-------- The records --------
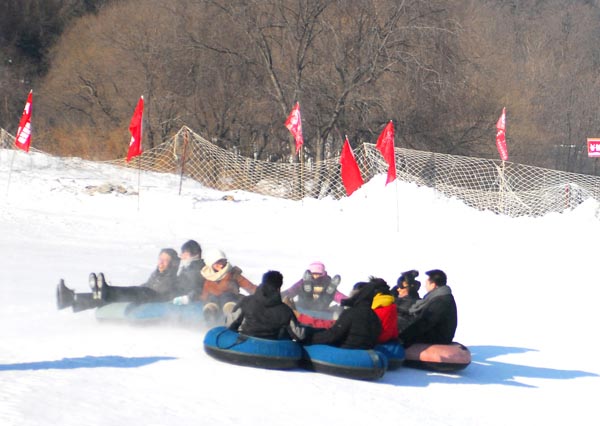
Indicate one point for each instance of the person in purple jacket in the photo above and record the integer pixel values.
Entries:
(316, 291)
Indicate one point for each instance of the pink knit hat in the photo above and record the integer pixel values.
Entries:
(317, 268)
--------
Directions: Determine how many lines of this listing contain "pixel", and give only the number.

Task response: 2